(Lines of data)

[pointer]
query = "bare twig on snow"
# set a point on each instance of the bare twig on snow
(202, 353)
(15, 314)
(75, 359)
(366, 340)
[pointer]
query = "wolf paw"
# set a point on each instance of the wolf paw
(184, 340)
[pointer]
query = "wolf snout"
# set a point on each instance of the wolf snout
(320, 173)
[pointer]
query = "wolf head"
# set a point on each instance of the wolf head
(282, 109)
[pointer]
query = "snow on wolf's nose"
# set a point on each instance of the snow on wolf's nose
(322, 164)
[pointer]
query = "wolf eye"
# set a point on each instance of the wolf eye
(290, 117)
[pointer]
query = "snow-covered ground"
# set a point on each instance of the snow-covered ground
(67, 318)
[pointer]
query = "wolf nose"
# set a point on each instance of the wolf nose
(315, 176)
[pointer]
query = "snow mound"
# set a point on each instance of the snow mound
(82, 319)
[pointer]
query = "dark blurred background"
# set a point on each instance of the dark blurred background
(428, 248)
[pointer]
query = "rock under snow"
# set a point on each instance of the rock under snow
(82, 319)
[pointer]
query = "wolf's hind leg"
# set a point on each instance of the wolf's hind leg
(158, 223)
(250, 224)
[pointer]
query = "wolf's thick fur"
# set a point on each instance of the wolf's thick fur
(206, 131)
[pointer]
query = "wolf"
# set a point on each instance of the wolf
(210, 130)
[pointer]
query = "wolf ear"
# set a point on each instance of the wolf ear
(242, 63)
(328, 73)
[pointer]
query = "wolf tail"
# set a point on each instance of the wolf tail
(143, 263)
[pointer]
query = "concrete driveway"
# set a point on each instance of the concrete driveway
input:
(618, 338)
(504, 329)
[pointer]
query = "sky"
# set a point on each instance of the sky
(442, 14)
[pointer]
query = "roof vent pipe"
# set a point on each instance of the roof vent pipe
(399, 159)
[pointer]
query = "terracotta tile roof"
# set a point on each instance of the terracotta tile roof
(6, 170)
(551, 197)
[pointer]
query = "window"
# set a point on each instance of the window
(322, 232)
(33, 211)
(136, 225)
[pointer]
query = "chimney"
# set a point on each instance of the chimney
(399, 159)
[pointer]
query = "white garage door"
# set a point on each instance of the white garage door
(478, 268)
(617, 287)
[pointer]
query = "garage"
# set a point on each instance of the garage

# Short problem:
Count the lines in the items above that contain the string "nose", treating uppercase and lowercase as different, and reply with the number alone.

# Output for this task:
4